* Text segment *

This week we have tried to cover Dunblane’s story not by adding to the details of the human tragedies but with a view to uncovering any lessons which may be learnt. Those in and around the school who are having to cope with their own feelings and memories may find value in the experiences of others disaster has touched.

It also has to be said that Dunblane’s teachers, with members of the emergency services and council officials, may have something to record which will help in a future disaster. Repeatedly, people this week have pointed to how experience accumulated after Lockerbie, Piper Alpha and back as far as Aberfan has carried over to Dunblane. The messages are not always comfortable. Healing takes far longer than media attention. The worst pain may not be the most immediate. A quiet child is not always more at ease than a visibly distressed one.

In loss of young lives, Dunblane does not stand alone this week. In the Philippines, more than 150 pupils celebrating the end of the school year died when fire swept a disco. Although Dunblane will soon be as busy and noisy a place as any other primary, that will not in itself betoken normality. But psychologists advise that most children (and adults, too) are highly resilient. Severe trauma is not the norm, although its symptoms have to be watched for. Pupils will cope best by having the routine of their lives in the classroom and in the home restored as soon as possible. It was important for the school to be up and running again before the Easter holiday.

The effects of the disaster on public policy can be assimilated and assessed over a longer time. Lord Cullen’s inquiry was instituted to set out the events dispassionately and because instant initiatives born of anger and frustration are unlikely to be well judged. We need to look at gun legislation. School security has to be reviewed. Supervision of leisure-time activities for children and their location in school buildings also merit study.

* Data provided *

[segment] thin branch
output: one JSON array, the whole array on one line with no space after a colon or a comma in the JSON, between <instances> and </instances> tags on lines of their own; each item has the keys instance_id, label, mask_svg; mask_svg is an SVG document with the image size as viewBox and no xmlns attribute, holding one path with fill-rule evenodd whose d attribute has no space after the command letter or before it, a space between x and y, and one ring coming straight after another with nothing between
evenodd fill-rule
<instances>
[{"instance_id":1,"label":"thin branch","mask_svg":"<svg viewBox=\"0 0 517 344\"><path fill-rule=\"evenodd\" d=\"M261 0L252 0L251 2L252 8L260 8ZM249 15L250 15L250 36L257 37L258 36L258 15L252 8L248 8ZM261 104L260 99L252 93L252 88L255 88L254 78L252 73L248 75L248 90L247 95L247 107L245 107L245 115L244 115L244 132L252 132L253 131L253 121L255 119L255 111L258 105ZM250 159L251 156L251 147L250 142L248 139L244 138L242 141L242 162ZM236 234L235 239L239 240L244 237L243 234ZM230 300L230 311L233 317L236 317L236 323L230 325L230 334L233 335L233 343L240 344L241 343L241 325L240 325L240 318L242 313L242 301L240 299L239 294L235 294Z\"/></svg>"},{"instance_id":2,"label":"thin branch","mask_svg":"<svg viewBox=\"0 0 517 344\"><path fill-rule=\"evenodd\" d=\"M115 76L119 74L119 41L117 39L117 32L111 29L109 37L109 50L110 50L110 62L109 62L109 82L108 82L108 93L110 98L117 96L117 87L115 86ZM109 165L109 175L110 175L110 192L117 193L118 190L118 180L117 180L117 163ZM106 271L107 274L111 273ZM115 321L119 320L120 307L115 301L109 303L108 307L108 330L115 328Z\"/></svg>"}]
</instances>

* What the task requires *
Quote everything from "In loss of young" down to "the Easter holiday." in the Dunblane text above, word for word.

* Solution to this problem *
In loss of young lives, Dunblane does not stand alone this week. In the Philippines, more than 150 pupils celebrating the end of the school year died when fire swept a disco. Although Dunblane will soon be as busy and noisy a place as any other primary, that will not in itself betoken normality. But psychologists advise that most children (and adults, too) are highly resilient. Severe trauma is not the norm, although its symptoms have to be watched for. Pupils will cope best by having the routine of their lives in the classroom and in the home restored as soon as possible. It was important for the school to be up and running again before the Easter holiday.